Convert the lines of the items below, from the line containing "of the foundation" through the last line of the items, into a Markdown table with the columns Row and Line, numbering each row and omitting blank lines.
Begin DATA FOR THE TASK
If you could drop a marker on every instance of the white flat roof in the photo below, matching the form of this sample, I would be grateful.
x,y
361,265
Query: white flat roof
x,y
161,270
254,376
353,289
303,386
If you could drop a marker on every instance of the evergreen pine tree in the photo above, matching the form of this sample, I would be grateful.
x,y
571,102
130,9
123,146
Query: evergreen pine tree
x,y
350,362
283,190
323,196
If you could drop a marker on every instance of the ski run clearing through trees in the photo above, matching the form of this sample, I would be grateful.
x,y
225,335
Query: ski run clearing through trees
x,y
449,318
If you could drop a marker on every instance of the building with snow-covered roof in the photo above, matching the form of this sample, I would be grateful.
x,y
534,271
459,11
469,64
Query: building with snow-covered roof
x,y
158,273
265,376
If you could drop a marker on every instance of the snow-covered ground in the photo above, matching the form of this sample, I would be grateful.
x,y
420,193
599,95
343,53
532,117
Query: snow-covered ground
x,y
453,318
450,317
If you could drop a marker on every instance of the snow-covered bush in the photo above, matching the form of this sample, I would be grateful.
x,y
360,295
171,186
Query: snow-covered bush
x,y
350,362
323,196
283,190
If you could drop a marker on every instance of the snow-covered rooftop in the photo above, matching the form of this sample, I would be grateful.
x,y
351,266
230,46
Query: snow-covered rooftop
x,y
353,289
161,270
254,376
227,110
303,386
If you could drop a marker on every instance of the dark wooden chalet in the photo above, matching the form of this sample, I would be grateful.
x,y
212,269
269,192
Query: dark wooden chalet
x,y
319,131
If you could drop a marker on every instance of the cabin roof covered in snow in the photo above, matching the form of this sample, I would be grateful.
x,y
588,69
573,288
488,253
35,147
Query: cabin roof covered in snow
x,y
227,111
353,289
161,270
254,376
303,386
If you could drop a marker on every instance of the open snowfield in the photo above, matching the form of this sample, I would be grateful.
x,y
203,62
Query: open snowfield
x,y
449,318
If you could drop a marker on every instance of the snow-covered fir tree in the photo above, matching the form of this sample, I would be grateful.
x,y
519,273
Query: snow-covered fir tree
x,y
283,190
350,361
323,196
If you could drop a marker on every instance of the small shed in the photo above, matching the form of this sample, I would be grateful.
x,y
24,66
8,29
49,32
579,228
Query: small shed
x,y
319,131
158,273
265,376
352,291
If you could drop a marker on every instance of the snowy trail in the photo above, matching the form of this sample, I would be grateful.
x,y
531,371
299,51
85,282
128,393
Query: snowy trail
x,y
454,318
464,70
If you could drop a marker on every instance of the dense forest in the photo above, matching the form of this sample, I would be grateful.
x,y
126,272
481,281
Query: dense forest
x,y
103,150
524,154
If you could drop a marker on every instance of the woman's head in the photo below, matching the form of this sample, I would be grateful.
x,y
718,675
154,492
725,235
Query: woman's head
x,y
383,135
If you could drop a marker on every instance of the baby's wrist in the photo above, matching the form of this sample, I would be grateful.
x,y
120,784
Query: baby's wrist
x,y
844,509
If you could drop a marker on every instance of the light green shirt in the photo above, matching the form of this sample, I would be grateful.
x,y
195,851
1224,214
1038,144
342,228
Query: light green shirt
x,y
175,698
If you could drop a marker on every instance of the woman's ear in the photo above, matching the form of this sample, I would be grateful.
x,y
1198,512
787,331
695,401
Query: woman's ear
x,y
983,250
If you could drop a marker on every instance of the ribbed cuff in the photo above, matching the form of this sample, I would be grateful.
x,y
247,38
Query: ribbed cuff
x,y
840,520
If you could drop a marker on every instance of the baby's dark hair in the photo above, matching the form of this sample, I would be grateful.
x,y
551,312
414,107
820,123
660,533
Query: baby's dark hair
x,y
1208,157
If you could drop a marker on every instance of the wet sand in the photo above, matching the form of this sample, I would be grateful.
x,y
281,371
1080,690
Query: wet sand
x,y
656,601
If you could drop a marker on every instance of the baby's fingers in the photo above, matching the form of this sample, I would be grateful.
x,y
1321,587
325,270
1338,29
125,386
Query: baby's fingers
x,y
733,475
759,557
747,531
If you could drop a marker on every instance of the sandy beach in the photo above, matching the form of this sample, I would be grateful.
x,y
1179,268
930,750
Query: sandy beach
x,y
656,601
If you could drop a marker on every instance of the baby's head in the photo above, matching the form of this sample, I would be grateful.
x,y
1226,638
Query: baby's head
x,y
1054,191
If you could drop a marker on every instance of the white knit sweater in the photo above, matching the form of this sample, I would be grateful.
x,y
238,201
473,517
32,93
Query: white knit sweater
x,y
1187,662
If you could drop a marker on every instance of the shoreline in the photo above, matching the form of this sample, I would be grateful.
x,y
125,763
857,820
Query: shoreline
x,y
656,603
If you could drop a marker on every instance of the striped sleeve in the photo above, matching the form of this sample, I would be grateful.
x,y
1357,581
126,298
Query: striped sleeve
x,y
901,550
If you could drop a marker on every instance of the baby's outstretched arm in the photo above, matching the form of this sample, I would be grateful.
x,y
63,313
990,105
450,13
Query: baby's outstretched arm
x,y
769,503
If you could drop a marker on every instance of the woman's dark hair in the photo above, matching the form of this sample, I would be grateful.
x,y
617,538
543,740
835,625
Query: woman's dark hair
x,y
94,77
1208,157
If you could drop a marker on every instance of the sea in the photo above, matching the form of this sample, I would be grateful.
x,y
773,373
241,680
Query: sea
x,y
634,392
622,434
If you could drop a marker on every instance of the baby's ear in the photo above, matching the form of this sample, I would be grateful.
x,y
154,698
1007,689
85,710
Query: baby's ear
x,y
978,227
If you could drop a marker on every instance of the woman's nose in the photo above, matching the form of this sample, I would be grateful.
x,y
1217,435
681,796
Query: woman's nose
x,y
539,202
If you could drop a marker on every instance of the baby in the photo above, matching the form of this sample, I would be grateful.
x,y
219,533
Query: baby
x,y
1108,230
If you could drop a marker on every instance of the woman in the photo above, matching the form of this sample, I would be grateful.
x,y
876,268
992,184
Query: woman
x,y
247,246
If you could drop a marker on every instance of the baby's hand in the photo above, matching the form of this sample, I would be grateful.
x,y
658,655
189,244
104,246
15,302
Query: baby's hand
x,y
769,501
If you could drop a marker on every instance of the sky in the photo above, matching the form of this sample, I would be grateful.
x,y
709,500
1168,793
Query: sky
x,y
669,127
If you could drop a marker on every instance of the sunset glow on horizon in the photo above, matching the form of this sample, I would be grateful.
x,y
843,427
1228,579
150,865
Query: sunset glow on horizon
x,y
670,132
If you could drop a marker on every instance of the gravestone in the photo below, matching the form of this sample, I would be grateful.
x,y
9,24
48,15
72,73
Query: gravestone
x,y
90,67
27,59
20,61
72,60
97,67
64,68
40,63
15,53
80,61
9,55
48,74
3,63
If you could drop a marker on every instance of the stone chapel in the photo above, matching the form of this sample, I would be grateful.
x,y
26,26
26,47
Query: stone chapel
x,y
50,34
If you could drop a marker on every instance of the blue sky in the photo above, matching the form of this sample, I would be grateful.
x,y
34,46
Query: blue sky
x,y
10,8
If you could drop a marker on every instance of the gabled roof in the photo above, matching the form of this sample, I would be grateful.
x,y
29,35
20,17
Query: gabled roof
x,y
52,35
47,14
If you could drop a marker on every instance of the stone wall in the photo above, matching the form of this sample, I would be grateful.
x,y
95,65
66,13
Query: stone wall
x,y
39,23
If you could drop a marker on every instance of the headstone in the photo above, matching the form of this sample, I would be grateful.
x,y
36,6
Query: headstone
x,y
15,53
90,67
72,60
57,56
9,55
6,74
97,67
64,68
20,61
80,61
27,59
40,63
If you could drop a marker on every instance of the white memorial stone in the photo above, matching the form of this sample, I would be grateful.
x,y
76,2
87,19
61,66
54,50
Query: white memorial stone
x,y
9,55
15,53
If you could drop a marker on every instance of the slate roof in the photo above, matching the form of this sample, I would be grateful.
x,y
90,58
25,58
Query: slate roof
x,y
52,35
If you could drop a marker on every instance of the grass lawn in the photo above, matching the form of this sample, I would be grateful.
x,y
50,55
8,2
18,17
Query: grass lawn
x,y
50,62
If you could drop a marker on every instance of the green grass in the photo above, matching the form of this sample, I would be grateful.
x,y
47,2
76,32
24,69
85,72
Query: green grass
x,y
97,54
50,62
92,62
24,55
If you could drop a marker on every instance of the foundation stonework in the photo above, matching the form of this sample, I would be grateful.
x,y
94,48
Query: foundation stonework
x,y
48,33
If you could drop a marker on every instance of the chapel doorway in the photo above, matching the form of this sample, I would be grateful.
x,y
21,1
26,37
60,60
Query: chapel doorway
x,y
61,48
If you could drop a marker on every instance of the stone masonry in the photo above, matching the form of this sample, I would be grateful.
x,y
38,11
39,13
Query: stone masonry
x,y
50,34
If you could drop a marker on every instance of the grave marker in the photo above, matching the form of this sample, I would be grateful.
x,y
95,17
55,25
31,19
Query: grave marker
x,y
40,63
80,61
End DATA FOR THE TASK
## ANSWER
| Row | Line |
|---|---|
| 1 | If you could drop a marker on every instance of the foundation stonework in the photo above, matching the form of this sample, I would be grateful. |
| 2 | x,y |
| 3 | 94,48 |
| 4 | Query: foundation stonework |
| 5 | x,y |
| 6 | 48,33 |
| 7 | If you could drop a marker on every instance of the chapel doorway in the photo above, matching the form of this sample, I would be grateful. |
| 8 | x,y |
| 9 | 21,1 |
| 10 | 26,37 |
| 11 | 60,60 |
| 12 | Query: chapel doorway |
| 13 | x,y |
| 14 | 61,48 |
| 15 | If you could drop a marker on every instance of the stone masonry in the photo above, matching the form of this sample, I would be grateful. |
| 16 | x,y |
| 17 | 38,11 |
| 18 | 39,13 |
| 19 | Query: stone masonry |
| 20 | x,y |
| 21 | 50,34 |
| 22 | If you could drop a marker on every instance of the grave marker in the photo above, matching the form of this sample, I would be grateful. |
| 23 | x,y |
| 24 | 95,17 |
| 25 | 55,25 |
| 26 | 31,19 |
| 27 | Query: grave marker |
| 28 | x,y |
| 29 | 40,63 |
| 30 | 80,61 |